__Aim of the exercise__
Check each line of the records for "wooden"; collect those that have it.

• • •

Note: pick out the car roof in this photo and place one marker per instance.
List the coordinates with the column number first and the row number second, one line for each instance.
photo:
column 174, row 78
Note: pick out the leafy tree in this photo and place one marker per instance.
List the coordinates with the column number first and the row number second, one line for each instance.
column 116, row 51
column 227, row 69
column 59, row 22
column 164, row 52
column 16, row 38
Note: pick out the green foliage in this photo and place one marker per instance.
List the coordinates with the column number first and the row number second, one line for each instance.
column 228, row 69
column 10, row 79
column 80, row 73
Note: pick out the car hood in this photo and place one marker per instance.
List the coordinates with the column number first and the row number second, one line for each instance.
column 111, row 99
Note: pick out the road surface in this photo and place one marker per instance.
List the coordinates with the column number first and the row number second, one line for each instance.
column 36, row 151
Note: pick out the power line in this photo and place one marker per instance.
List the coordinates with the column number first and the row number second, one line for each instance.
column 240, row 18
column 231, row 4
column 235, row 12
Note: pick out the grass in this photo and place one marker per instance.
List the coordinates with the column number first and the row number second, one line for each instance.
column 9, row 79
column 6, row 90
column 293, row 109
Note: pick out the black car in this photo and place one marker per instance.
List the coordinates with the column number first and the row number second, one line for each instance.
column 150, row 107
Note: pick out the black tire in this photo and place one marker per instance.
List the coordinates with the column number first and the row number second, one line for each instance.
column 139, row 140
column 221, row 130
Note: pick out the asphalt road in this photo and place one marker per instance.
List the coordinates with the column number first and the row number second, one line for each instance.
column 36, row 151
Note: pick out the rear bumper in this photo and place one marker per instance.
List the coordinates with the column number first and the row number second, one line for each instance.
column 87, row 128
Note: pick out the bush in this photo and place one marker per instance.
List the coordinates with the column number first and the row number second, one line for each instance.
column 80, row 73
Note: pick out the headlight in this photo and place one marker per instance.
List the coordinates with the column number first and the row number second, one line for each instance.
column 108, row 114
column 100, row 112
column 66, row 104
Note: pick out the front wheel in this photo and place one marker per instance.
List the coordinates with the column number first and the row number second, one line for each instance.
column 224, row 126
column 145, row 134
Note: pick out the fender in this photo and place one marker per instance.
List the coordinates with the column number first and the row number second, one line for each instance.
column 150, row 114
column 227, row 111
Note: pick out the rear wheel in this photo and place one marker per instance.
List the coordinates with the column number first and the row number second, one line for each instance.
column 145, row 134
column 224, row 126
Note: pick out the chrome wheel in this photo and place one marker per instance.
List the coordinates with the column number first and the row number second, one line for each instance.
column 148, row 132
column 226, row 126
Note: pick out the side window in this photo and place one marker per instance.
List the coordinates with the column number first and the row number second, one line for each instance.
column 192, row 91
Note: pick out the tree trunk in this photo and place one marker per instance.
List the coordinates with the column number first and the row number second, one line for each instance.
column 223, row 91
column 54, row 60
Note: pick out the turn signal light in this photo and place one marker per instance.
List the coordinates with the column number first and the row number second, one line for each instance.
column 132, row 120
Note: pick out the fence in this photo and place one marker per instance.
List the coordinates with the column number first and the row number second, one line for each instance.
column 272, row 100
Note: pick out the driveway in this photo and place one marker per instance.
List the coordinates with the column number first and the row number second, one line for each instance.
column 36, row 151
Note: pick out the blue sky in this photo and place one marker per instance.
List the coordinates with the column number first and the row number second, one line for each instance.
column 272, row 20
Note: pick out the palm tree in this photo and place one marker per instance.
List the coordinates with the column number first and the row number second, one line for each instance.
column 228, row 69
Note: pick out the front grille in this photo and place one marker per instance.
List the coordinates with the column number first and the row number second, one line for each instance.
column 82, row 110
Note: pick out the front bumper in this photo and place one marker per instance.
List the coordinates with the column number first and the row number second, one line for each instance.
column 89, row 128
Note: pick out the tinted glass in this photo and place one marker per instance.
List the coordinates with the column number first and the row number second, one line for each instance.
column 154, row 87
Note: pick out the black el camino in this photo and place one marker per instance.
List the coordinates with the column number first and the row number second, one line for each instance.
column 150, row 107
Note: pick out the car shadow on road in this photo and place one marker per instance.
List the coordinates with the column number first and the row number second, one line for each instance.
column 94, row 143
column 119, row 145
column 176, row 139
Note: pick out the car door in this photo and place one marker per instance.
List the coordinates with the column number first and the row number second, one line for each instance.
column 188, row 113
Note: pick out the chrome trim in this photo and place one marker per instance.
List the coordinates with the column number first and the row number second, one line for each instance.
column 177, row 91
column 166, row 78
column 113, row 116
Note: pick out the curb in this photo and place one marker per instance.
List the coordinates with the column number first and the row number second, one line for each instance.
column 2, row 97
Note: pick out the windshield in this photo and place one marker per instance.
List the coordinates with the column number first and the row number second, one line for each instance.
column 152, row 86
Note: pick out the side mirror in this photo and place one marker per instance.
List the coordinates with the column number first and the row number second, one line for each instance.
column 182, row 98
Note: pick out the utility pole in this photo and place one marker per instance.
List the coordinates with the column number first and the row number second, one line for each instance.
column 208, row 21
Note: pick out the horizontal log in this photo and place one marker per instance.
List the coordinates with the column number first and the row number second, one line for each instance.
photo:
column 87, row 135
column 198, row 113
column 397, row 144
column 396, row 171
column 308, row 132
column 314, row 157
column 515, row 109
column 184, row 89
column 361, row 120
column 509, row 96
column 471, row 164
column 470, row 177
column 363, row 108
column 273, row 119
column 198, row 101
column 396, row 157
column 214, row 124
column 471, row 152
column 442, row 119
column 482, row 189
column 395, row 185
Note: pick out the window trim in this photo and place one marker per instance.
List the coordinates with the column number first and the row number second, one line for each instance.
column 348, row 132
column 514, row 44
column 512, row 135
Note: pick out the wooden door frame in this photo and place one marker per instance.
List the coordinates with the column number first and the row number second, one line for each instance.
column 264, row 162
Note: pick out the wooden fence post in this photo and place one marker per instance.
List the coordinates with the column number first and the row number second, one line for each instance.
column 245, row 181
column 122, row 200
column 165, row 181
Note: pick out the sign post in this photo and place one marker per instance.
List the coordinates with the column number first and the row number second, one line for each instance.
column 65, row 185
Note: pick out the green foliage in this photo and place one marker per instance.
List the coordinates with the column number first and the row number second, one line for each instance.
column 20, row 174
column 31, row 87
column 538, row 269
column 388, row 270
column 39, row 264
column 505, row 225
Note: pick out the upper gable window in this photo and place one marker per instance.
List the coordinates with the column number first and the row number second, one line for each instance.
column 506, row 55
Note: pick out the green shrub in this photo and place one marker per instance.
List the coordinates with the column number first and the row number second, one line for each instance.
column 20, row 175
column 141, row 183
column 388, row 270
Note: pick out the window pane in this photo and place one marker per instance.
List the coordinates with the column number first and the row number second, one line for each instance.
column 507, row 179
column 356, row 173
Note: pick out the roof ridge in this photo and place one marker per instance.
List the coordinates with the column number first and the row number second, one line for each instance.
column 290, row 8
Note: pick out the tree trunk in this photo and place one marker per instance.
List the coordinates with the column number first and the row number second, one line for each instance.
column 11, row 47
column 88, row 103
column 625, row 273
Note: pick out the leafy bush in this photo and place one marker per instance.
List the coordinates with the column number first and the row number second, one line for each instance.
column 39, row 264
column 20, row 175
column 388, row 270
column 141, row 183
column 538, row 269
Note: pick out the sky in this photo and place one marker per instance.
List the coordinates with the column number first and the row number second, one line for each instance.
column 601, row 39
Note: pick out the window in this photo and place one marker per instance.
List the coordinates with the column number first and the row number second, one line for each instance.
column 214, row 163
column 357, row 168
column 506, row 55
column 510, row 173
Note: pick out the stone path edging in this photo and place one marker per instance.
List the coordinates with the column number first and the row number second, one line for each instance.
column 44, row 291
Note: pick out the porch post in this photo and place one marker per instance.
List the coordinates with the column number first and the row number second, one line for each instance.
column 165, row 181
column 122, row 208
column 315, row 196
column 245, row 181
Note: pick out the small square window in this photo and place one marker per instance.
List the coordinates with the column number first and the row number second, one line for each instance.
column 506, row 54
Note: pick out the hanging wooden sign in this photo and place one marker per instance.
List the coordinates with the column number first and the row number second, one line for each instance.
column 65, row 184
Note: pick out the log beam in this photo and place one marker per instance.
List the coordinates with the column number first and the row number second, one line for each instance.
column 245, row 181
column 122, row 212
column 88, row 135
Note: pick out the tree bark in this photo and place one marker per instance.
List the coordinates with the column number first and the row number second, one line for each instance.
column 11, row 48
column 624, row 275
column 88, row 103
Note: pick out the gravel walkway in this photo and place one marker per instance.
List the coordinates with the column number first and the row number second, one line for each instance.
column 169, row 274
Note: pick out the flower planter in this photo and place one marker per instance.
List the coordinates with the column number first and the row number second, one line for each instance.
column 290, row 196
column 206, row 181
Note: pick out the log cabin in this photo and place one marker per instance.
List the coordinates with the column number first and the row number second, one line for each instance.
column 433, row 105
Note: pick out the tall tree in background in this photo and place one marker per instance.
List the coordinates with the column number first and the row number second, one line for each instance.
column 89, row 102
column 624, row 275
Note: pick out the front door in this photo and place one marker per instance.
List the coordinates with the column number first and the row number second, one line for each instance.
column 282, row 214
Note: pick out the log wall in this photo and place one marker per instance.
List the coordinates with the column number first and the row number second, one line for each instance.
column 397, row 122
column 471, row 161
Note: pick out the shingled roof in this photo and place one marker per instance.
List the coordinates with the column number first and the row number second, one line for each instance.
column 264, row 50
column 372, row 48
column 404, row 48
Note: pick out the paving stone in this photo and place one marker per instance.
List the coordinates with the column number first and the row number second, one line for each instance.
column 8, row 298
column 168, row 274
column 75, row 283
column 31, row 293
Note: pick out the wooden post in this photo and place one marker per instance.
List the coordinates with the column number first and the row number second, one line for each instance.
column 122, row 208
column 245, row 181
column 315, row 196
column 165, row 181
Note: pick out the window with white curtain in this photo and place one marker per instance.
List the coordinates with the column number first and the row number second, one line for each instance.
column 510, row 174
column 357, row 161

• • •

__Reply__
Note: pick out the wooden door frame in this photo and place one marker per instance.
Note: pick out the wooden fence post in this photo and place one marker per instance.
Note: pick out the hanging wooden sign in this photo and place one marker per instance.
Note: pick out the wooden post in this photo and place one marker per instance.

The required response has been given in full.